EXCERPT PROVIDED start

The days ticked away last summer at Saratoga Race Course as the meeting loomed and Chad Brown prepared to launch the careers of two colts bought for one of his main clients at the same yearling sale almost a year before.
Both were by promising young stallions and Brown ranked them among the best juveniles in the barn. One was a bay named Practical Joke, a son of Into Mischief who cost $240,000 at the 2015 Keeneland September yearling sale. The other was a dark bay named Cloud Computing, a son of Maclean’s Music who cost $200,000.
The two were working steadily over the Oklahoma Training Track, the perfect place to give young horses an education with a quiet setting in the spring and early summer before the hubbub of the racing season gets in full swing in the upstate New York town. They weren’t working together, but they were showing all the signs they’d be ready to run early at the meet.
As June folded into July only Practical Joke remained on that path, steadily breezing 4 and 5 furlongs on the deep Oklahoma dirt and eventually on Saratoga’s main track once it opened. Cloud Computing turned in five breezes on Oklahoma in June – three at three-eighths and two at a half-mile – then disappeared from the work tab.
“He had a small chip in his front ankle, he was sound,” Brown said. “We checked him one day, picked it up. He was getting ready to debut at Saratoga, he was pretty close, a couple works away.”

EXCERPT PROVIDED end

| WHAT TO WORK ON |
**A.** From the passage about Saratoga horse racing, copy the text between "As June folded" and "the work tab.", inclusive.
**B.** In the entries, rewrite the lines between the lines holding "Kindly provide the mask of every instance of the rear taillight." and "M 294 102 L", inclusive, replacing "front grille" with "radiator grille" and leaving everything else unchanged. Give only those lines.

MATERIAL PROVIDED start

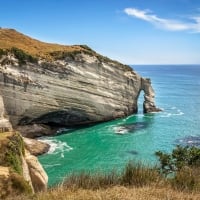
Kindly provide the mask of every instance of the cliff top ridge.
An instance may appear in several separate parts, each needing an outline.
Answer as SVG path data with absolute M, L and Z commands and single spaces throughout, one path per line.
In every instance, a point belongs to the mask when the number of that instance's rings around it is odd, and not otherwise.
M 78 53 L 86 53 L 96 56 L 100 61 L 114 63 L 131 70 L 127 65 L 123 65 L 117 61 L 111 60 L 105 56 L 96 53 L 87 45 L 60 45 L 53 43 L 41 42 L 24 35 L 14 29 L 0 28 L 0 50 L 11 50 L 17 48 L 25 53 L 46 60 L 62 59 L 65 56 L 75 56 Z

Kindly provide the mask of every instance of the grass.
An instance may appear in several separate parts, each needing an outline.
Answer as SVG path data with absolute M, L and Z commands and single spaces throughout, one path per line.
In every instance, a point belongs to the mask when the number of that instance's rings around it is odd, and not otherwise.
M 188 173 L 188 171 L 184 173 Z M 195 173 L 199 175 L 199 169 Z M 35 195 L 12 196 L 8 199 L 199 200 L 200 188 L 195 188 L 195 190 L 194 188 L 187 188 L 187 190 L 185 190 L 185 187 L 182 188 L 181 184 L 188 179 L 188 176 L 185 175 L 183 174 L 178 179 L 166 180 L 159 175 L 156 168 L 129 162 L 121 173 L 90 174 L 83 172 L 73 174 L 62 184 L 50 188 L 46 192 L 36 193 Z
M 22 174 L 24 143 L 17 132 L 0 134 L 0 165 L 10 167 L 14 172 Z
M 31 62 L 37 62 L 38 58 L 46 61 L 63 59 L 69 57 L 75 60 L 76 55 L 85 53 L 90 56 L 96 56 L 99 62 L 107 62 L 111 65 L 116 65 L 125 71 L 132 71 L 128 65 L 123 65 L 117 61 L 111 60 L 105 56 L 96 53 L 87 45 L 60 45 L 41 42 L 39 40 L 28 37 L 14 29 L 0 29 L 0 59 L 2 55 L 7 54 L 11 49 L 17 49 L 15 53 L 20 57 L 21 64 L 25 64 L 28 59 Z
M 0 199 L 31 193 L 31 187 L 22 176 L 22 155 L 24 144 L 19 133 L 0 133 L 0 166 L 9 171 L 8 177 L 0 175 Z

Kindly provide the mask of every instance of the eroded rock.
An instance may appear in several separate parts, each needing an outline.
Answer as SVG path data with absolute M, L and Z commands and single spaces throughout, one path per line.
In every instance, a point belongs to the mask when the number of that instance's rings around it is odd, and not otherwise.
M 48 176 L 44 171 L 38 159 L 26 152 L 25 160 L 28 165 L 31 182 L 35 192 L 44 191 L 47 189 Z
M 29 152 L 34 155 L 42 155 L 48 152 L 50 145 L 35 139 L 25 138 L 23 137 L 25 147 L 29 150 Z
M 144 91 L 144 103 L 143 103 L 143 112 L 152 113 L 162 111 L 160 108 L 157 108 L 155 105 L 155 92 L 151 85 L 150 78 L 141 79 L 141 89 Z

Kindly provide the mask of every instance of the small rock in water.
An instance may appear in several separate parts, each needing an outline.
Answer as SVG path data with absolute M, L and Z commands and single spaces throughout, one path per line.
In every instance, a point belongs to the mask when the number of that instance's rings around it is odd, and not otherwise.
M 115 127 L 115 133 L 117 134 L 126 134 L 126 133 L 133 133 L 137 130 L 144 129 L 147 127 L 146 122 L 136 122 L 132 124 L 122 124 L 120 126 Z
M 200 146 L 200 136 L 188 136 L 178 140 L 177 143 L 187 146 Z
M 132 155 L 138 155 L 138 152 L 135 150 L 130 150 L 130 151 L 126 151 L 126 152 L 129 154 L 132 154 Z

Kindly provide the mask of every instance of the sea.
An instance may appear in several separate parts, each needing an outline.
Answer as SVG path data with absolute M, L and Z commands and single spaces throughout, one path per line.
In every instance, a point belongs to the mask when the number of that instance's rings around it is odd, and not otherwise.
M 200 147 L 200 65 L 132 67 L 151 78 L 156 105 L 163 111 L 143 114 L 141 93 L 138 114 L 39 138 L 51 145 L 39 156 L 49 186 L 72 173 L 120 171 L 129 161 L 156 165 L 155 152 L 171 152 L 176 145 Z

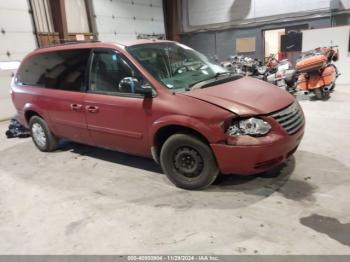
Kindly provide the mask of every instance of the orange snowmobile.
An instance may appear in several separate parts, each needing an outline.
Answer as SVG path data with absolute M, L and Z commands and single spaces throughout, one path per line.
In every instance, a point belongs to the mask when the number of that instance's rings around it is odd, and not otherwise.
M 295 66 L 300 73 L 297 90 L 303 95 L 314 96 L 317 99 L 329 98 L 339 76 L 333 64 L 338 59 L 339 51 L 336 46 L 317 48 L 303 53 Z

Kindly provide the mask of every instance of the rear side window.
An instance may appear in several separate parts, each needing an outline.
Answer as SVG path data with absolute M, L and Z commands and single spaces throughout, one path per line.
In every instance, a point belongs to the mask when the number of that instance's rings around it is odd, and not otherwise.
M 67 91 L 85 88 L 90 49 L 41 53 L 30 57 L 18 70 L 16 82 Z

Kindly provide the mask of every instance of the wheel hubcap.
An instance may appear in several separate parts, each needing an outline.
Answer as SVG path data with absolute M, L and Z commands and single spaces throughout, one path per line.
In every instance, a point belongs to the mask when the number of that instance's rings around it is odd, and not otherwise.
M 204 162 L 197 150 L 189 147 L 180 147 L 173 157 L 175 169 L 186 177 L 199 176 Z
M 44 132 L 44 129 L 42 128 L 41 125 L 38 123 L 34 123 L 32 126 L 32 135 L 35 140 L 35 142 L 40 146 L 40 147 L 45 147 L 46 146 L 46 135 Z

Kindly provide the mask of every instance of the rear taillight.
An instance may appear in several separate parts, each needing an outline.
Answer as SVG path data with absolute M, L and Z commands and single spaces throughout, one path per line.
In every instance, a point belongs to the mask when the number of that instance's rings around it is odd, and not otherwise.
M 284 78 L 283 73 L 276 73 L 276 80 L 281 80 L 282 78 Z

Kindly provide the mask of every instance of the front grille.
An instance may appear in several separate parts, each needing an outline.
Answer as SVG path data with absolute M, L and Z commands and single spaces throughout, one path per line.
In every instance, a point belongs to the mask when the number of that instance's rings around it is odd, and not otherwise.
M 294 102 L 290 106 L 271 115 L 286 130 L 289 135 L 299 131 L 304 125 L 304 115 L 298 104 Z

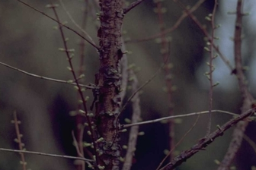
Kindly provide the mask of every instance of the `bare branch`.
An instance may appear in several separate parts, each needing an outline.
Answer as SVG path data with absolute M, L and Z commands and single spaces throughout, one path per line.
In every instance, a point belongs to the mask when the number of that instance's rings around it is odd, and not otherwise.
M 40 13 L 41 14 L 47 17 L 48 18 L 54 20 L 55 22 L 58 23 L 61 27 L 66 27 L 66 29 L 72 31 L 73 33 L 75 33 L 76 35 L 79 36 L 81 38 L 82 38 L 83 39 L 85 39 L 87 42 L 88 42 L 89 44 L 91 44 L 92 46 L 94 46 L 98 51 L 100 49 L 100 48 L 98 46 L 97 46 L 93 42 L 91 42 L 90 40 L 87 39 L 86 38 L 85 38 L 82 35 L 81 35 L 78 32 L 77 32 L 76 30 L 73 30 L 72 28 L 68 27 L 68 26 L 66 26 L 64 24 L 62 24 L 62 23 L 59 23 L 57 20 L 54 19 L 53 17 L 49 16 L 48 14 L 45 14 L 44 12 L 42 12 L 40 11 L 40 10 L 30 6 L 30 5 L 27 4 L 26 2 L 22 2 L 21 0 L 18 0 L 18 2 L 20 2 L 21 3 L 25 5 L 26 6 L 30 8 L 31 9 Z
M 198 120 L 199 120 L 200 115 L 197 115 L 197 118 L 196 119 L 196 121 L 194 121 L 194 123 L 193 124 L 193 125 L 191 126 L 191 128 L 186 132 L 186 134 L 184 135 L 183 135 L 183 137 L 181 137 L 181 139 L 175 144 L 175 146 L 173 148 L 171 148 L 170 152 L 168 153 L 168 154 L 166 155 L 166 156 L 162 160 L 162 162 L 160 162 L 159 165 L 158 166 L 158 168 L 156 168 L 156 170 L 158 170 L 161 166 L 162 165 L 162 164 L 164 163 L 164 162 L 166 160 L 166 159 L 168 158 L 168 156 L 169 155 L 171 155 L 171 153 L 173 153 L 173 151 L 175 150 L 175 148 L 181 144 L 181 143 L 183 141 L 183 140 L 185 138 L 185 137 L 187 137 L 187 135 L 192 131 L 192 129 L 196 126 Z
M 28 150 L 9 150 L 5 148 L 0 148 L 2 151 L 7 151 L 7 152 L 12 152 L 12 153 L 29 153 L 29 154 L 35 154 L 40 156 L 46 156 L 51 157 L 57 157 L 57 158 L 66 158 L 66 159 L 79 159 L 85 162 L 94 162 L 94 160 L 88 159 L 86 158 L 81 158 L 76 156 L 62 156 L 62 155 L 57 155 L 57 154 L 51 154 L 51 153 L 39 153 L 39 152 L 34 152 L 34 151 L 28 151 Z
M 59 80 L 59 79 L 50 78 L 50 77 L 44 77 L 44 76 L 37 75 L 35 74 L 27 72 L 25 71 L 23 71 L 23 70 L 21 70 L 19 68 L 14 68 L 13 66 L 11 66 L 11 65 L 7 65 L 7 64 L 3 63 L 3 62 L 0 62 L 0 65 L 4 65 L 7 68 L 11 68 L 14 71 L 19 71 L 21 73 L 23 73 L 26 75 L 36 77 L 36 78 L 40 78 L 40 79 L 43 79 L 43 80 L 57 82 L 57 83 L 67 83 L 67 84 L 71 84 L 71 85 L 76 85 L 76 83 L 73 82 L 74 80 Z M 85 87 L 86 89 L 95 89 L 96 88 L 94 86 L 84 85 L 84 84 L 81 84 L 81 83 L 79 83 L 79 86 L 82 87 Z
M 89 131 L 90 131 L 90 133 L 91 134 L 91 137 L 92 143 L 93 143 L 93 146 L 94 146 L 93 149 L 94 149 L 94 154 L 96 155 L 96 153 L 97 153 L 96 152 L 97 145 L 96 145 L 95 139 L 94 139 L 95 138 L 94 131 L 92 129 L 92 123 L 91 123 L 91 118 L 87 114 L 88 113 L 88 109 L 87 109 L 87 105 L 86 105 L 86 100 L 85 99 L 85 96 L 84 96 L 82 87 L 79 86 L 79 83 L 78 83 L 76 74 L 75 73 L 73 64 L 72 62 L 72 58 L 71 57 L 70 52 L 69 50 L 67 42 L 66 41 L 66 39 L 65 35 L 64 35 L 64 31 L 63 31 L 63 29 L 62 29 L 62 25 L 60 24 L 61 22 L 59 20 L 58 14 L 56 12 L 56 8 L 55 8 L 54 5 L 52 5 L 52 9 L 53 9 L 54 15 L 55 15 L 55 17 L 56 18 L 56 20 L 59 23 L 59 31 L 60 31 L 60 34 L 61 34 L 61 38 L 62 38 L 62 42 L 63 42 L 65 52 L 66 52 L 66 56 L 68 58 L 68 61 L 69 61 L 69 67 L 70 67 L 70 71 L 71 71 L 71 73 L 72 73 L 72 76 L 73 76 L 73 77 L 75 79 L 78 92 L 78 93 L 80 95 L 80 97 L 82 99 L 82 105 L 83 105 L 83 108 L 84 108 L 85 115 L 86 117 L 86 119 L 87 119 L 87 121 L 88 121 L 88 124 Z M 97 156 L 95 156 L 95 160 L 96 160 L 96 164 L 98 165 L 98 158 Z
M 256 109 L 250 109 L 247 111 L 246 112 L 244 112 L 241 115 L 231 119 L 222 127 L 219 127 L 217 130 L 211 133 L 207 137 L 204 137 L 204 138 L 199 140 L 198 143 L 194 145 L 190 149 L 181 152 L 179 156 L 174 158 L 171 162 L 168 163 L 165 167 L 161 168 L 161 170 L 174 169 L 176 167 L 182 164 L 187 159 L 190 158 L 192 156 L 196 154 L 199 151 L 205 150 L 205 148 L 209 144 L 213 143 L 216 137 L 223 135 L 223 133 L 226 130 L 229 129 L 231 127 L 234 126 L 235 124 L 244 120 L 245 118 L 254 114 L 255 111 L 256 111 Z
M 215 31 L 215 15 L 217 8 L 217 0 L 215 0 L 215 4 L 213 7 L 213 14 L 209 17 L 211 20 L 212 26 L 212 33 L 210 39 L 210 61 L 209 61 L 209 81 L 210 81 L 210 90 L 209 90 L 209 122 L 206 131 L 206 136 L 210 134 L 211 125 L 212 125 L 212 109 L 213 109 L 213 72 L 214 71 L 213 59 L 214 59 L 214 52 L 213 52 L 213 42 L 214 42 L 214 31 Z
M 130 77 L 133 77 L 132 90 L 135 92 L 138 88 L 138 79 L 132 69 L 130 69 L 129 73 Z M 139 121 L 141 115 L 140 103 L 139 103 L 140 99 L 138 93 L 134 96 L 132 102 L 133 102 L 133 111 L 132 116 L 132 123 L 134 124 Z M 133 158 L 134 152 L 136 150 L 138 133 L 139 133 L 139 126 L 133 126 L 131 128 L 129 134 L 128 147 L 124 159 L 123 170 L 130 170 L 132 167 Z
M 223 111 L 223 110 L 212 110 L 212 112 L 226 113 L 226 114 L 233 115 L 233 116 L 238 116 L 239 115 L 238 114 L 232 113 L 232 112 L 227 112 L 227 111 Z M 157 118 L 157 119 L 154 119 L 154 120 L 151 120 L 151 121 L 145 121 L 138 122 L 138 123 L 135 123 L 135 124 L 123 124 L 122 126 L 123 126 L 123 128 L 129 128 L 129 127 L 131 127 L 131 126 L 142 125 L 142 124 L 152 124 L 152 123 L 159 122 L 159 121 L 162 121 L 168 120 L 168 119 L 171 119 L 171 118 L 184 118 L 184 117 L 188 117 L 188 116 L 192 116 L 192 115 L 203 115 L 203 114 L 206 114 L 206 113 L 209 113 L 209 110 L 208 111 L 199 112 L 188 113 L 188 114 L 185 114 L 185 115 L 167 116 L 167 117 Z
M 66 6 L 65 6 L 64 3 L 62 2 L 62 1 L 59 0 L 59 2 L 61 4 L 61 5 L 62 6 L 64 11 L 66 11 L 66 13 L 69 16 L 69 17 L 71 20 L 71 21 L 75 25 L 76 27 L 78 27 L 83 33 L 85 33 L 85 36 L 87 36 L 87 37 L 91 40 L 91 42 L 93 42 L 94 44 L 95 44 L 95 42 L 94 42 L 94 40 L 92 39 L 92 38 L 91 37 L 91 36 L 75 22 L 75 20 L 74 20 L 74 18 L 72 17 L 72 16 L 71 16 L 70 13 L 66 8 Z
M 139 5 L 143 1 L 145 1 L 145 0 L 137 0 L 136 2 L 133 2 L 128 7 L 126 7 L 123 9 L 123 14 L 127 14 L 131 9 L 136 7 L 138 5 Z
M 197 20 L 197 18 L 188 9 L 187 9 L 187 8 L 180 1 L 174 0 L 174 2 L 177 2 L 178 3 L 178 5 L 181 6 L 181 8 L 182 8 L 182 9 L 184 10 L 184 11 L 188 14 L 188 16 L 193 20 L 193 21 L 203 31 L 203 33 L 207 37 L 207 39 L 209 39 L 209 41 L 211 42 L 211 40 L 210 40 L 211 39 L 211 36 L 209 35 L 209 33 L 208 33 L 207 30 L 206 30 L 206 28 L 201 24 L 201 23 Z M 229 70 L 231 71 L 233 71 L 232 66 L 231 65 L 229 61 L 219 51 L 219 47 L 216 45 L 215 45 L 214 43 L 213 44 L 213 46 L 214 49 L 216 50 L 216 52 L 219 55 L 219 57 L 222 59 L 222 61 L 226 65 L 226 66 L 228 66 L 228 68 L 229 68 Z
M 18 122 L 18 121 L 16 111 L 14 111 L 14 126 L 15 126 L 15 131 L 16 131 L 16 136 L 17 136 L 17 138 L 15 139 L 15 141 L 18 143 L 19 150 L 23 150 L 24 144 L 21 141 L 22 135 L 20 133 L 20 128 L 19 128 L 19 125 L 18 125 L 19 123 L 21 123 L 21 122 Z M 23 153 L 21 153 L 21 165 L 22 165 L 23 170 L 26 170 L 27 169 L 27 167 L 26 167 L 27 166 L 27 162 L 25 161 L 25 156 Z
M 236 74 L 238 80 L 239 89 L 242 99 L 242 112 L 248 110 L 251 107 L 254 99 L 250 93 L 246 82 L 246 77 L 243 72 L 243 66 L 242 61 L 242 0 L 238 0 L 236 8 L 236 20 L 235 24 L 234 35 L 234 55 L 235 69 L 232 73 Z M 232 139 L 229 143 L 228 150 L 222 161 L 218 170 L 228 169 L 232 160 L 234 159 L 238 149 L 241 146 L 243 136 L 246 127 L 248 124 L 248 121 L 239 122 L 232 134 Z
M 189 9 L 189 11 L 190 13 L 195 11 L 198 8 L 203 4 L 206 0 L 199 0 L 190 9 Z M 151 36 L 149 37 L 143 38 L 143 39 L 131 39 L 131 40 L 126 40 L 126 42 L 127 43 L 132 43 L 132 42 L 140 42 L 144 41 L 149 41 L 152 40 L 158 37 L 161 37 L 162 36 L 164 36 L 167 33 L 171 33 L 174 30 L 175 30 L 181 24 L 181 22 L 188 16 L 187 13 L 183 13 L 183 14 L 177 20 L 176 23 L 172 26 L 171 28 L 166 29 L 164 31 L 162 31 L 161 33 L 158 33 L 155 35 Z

MATERIAL PROVIDED end
MATERIAL PROVIDED start

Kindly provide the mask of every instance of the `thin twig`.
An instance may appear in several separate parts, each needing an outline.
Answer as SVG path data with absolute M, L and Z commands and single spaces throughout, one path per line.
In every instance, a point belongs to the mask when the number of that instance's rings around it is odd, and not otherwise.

MATERIAL PROVIDED end
MATERIAL PROVIDED start

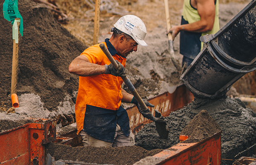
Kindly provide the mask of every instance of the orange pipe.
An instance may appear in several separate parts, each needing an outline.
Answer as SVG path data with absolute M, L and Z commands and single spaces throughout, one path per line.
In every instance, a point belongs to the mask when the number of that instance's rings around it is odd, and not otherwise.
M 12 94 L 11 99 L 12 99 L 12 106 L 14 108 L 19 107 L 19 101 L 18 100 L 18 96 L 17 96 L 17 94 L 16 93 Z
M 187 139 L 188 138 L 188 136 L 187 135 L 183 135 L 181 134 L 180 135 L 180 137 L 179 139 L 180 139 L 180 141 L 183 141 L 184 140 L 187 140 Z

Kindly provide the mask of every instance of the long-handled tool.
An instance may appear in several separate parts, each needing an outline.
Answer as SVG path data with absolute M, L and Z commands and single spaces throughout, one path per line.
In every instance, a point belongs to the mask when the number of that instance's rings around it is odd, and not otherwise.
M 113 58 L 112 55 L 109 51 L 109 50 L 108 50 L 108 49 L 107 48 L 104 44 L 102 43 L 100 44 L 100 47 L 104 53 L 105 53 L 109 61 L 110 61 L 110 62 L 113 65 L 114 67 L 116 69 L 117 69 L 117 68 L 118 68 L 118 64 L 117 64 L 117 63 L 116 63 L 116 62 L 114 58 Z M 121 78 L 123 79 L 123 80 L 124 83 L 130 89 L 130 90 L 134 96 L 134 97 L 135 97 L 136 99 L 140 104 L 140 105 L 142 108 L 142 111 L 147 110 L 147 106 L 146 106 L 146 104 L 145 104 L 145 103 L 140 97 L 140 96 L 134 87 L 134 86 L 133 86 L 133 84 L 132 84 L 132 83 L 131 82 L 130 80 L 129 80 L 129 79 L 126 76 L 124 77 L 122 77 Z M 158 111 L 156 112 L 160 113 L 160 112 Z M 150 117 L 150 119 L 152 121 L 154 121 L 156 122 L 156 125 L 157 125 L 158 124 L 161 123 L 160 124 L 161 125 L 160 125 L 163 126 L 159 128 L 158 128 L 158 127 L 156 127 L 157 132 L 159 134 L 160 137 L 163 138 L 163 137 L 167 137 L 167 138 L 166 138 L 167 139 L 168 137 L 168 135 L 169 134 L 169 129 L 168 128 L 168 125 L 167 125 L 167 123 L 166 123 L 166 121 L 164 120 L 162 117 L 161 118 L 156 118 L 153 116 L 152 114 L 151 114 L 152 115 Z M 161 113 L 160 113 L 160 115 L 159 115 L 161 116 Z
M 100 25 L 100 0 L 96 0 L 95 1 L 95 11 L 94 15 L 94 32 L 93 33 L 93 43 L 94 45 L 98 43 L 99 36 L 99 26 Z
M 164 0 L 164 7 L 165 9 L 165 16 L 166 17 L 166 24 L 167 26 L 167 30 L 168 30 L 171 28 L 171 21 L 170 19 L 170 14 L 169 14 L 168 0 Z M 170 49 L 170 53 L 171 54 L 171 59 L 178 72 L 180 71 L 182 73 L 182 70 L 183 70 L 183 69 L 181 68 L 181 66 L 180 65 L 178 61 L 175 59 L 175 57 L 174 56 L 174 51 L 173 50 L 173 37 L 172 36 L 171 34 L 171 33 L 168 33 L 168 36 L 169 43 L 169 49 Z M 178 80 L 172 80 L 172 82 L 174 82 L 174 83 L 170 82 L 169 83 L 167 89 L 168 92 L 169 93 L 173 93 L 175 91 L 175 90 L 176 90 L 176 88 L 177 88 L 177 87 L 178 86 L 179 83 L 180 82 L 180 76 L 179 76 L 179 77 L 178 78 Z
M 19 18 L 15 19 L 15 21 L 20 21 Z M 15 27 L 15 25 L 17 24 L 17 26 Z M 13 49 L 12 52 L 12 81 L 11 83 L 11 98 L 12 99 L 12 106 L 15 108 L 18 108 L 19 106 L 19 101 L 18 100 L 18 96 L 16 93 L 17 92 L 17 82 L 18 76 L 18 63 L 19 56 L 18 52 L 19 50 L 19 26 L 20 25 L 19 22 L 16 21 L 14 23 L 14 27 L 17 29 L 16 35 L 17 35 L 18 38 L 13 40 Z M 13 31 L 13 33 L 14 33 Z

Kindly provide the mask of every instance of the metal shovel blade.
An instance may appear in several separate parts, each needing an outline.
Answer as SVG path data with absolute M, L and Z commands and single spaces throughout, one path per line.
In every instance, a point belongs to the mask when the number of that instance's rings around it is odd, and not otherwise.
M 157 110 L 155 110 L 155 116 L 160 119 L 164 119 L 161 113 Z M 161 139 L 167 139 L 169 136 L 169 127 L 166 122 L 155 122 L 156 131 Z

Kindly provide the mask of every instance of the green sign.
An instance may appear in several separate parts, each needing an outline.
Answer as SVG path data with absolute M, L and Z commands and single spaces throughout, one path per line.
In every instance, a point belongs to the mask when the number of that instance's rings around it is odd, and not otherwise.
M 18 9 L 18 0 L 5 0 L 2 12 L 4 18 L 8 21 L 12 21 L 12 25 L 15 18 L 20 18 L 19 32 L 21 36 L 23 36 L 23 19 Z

MATERIAL PROVIDED end

| RESPONSE LIST |
**A.**
As June folded into July only Practical Joke remained on that path, steadily breezing 4 and 5 furlongs on the deep Oklahoma dirt and eventually on Saratoga’s main track once it opened. Cloud Computing turned in five breezes on Oklahoma in June – three at three-eighths and two at a half-mile – then disappeared from the work tab.

**B.**
Kindly provide the mask of every instance of the rear taillight.
An instance may appear in several separate parts, each needing an outline.
Answer as SVG path data with absolute M, L and Z commands and single spaces throughout, one path per line.
In every instance, a point belongs to the mask when the number of that instance's rings around it is odd, and not otherwise.
M 284 78 L 283 73 L 276 73 L 276 80 L 281 80 L 282 78 Z

Kindly provide the mask of every instance of the radiator grille.
An instance may appear in several separate parts, each needing an outline.
Answer as SVG path data with absolute M, L and Z commands and single spaces throughout, one path per line.
In every instance, a point belongs to the mask when the number of that instance's rings around it is odd, and not otherwise.
M 294 102 L 290 106 L 271 115 L 286 130 L 289 135 L 299 131 L 304 125 L 304 115 L 298 104 Z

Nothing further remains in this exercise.